─── Data lines ───

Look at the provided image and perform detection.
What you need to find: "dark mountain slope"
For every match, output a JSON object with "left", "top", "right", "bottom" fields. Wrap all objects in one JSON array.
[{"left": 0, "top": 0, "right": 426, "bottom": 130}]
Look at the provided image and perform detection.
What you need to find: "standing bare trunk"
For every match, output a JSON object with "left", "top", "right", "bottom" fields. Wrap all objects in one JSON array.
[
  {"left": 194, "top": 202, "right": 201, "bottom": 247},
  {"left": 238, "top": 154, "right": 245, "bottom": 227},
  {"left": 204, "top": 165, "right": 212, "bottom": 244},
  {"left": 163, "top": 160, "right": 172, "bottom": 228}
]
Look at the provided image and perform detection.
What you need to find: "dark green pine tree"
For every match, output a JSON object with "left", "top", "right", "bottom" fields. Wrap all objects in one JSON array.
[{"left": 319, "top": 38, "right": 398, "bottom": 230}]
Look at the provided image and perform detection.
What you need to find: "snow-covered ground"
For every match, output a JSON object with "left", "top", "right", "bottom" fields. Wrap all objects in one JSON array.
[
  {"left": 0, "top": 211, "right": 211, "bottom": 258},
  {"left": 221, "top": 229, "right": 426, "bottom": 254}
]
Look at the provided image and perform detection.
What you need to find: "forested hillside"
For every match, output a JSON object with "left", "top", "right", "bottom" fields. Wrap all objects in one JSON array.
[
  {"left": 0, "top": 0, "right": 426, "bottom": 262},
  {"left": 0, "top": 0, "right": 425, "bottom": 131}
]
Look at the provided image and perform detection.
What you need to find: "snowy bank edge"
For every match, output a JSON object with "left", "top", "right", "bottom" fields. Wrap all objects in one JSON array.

───

Short problem >> Locate each line in the material above that contains the word "What" and copy every such line in full.

Solution to this problem >>
What you need to find: "dark mountain slope"
What you need to find: "standing bare trunk"
What you need to find: "dark green pine tree"
What you need to find: "snow-covered ground"
What you need to find: "forested hillside"
What you need to find: "snowy bank edge"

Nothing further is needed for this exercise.